**RECORDS SUPPLIED**
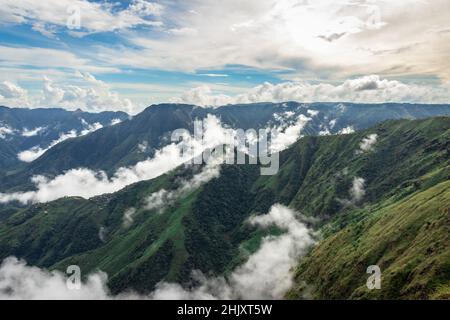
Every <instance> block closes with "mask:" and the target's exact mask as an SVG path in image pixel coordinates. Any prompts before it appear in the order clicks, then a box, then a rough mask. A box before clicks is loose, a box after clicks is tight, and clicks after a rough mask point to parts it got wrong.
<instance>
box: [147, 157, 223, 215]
mask: <svg viewBox="0 0 450 320" xmlns="http://www.w3.org/2000/svg"><path fill="white" fill-rule="evenodd" d="M219 175H220V166H219V163H208V164H207V165H206V166H205V167H204V168H203V169H202V170H201V171H200V172H199V173H197V174H195V175H194V176H193V177H192V178H191V179H189V180H182V181H181V182H180V187H178V188H177V189H175V190H171V191H168V190H166V189H161V190H159V191H157V192H154V193H152V194H151V195H150V196H149V197H147V199H146V200H145V202H146V204H145V206H144V208H145V209H147V210H157V209H161V208H163V207H165V206H167V205H169V204H171V203H173V202H174V201H175V200H176V199H179V198H180V197H182V196H183V195H185V194H187V193H189V192H190V191H191V190H195V189H197V188H199V187H200V186H201V185H202V184H204V183H206V182H208V181H211V180H212V179H214V178H217V177H219Z"/></svg>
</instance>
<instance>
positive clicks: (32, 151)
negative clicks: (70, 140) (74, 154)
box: [17, 119, 103, 162]
mask: <svg viewBox="0 0 450 320" xmlns="http://www.w3.org/2000/svg"><path fill="white" fill-rule="evenodd" d="M81 122H82V123H83V125H84V127H85V128H84V129H83V130H82V131H81V132H80V133H79V134H78V133H77V131H76V130H71V131H69V132H67V133H61V134H60V136H59V138H58V139H56V140H53V141H52V142H50V145H49V146H48V147H46V148H41V147H39V146H35V147H32V148H31V149H28V150H24V151H21V152H19V154H18V155H17V158H18V159H19V160H20V161H24V162H32V161H34V160H36V159H37V158H39V157H40V156H42V155H43V154H44V153H45V152H47V151H48V150H50V149H51V148H53V147H54V146H56V145H57V144H59V143H61V142H63V141H65V140H67V139H71V138H76V137H81V136H84V135H87V134H89V133H91V132H94V131H97V130H99V129H101V128H103V125H102V124H100V123H99V122H96V123H93V124H89V123H87V122H86V121H85V120H84V119H81ZM38 129H39V130H38ZM41 130H43V128H37V129H34V130H33V131H31V132H26V134H28V135H27V137H30V136H32V135H36V134H38V133H39V132H40V131H41ZM24 133H25V131H24V132H23V133H22V135H24Z"/></svg>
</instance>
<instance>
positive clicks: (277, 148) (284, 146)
mask: <svg viewBox="0 0 450 320" xmlns="http://www.w3.org/2000/svg"><path fill="white" fill-rule="evenodd" d="M311 120H312V119H311V118H308V117H306V116H305V115H303V114H300V115H299V116H298V117H297V119H296V122H295V123H294V124H293V125H290V126H287V127H286V126H285V125H282V126H279V127H277V128H275V129H276V131H277V134H276V135H274V136H272V141H271V145H270V150H271V151H272V152H280V151H282V150H284V149H286V148H287V147H289V146H290V145H291V144H293V143H294V142H296V141H297V140H298V139H299V138H300V137H301V132H302V130H303V129H304V128H305V126H306V125H307V124H308V122H309V121H311Z"/></svg>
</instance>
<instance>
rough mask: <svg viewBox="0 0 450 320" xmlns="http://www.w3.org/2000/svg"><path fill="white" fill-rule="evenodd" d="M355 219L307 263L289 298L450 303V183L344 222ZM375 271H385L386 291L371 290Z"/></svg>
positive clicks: (372, 210) (337, 222)
mask: <svg viewBox="0 0 450 320" xmlns="http://www.w3.org/2000/svg"><path fill="white" fill-rule="evenodd" d="M361 215H362V216H363V217H360V216H361ZM352 216H353V217H352ZM355 218H356V220H357V221H355V222H352V223H350V224H349V225H348V226H347V227H345V228H343V229H342V230H340V231H339V232H337V233H336V234H332V235H330V236H329V237H328V238H327V239H325V240H324V241H323V242H321V243H320V245H318V246H317V247H316V248H314V249H313V250H312V252H311V253H310V254H309V255H308V256H307V257H305V258H303V259H302V261H301V262H300V265H299V266H298V268H297V270H296V286H295V287H294V288H293V289H292V290H291V291H290V292H289V293H288V295H287V296H288V297H289V298H293V299H296V298H303V297H304V295H305V291H307V292H309V293H311V292H312V295H313V298H319V299H392V298H396V299H430V298H436V299H450V295H449V289H450V246H449V243H450V182H449V181H446V182H442V183H439V184H438V185H436V186H433V187H430V188H428V189H426V190H423V191H422V190H421V191H418V192H415V193H414V194H412V195H410V196H407V197H405V198H403V199H401V200H398V199H396V198H395V197H393V198H390V199H388V200H386V201H383V202H381V203H379V204H376V205H372V206H369V207H367V208H365V209H364V210H357V211H355V212H352V213H351V214H349V215H347V217H345V218H341V219H339V220H343V219H346V220H350V221H351V220H355ZM337 223H338V224H339V222H337ZM370 265H378V266H379V267H380V268H381V271H382V282H381V290H368V289H367V287H366V281H367V278H368V277H369V275H368V274H366V269H367V267H368V266H370Z"/></svg>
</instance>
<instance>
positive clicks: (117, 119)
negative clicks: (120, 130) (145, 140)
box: [111, 118, 122, 126]
mask: <svg viewBox="0 0 450 320" xmlns="http://www.w3.org/2000/svg"><path fill="white" fill-rule="evenodd" d="M121 122H122V120H120V119H118V118H117V119H112V120H111V125H112V126H115V125H116V124H119V123H121Z"/></svg>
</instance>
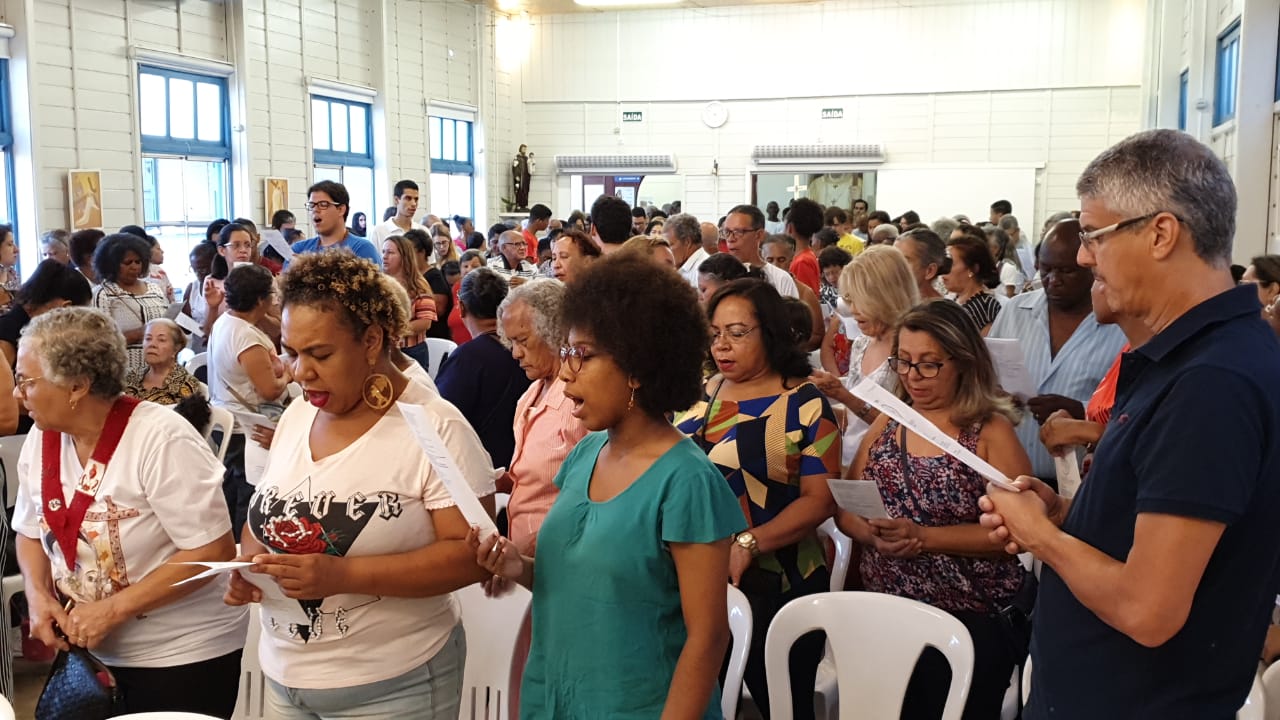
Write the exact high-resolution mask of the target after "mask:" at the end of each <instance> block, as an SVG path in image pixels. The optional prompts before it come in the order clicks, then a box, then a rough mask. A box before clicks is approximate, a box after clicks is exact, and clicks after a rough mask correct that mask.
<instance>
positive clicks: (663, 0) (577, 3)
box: [573, 0, 684, 8]
mask: <svg viewBox="0 0 1280 720" xmlns="http://www.w3.org/2000/svg"><path fill="white" fill-rule="evenodd" d="M573 1H575V3H576V4H579V5H582V6H584V8H636V6H640V5H675V4H677V3H682V1H684V0H573Z"/></svg>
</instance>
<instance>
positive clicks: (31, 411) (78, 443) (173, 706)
mask: <svg viewBox="0 0 1280 720" xmlns="http://www.w3.org/2000/svg"><path fill="white" fill-rule="evenodd" d="M125 363H127V355H125V345H124V337H123V336H122V334H120V332H119V331H118V329H116V325H115V323H114V322H113V320H111V319H110V318H109V316H106V315H105V314H102V313H101V311H97V310H90V309H84V307H65V309H59V310H51V311H49V313H46V314H42V315H40V316H38V318H35V319H33V320H32V322H31V324H29V325H27V328H26V329H24V331H23V337H22V342H20V343H19V346H18V374H17V389H15V395H17V396H18V397H19V398H20V400H22V402H23V405H24V406H26V407H27V411H28V413H29V414H31V418H32V419H33V420H35V423H36V428H35V430H32V432H31V433H29V434H28V436H27V442H26V443H24V445H23V447H22V455H20V456H19V459H18V474H19V477H20V478H22V484H20V489H19V492H18V505H17V510H15V512H14V529H15V530H17V532H18V562H19V565H20V566H22V575H23V580H24V583H26V593H27V603H28V607H29V609H31V633H32V635H35V637H36V638H37V639H40V641H41V642H44V643H45V644H47V646H50V647H56V648H59V650H63V651H68V650H69V648H70V646H78V647H83V648H88V650H91V651H93V652H95V653H96V655H97V657H99V659H100V660H101V661H102V662H104V664H105V665H106V666H108V667H110V670H111V671H113V674H114V675H115V680H116V684H118V687H119V689H120V692H122V696H123V706H122V707H118V708H116V712H152V711H155V712H159V711H186V712H197V714H205V715H212V716H216V717H229V716H230V714H232V712H233V711H234V708H236V694H237V688H238V684H239V667H241V651H242V648H243V646H244V632H246V620H247V612H246V611H244V609H242V607H228V606H225V605H223V601H221V594H223V589H221V585H220V584H216V583H210V582H207V580H205V582H195V583H187V584H182V585H175V584H174V583H178V582H180V580H184V579H187V578H189V577H191V575H193V574H195V573H196V569H195V568H191V566H188V565H182V562H193V561H201V562H204V561H224V560H230V559H232V557H234V555H236V543H234V541H233V539H232V533H230V521H229V518H228V515H227V506H225V503H224V501H223V493H221V484H223V468H221V464H219V462H218V459H216V457H214V455H212V454H211V452H210V450H209V446H207V445H206V443H205V441H204V438H202V437H200V433H197V432H196V430H195V429H193V428H192V427H191V424H188V423H187V420H184V419H182V418H180V416H179V415H178V414H177V413H173V411H172V410H169V409H166V407H161V406H159V405H154V404H150V402H140V401H138V400H136V398H132V397H128V396H125V395H123V391H124V368H125ZM37 475H38V477H37Z"/></svg>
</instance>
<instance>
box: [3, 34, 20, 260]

**EXERCISE OBJECTIVE**
Filter this listing and copy only the lines holding the word "then".

**ANSWER SECTION**
Every <instance> block closes with "mask:" and the target's exact mask as an SVG path in image pixel coordinates. Any prompts before it appear in the order clicks, then a box, then a rough mask. A box before clicks is loose, a box after clicks is tight, and clicks after a rough mask point to parts it got wrong.
Write the exact high-resolution mask of the target after "mask:" at the end of each <instance> block, as an SVG path in image pixels. The optional prompts before it come in the order clicks, then a box, then a rough mask. A box before clicks is approximate, a box after clicks is exact, and clicks after a rough mask correct that mask.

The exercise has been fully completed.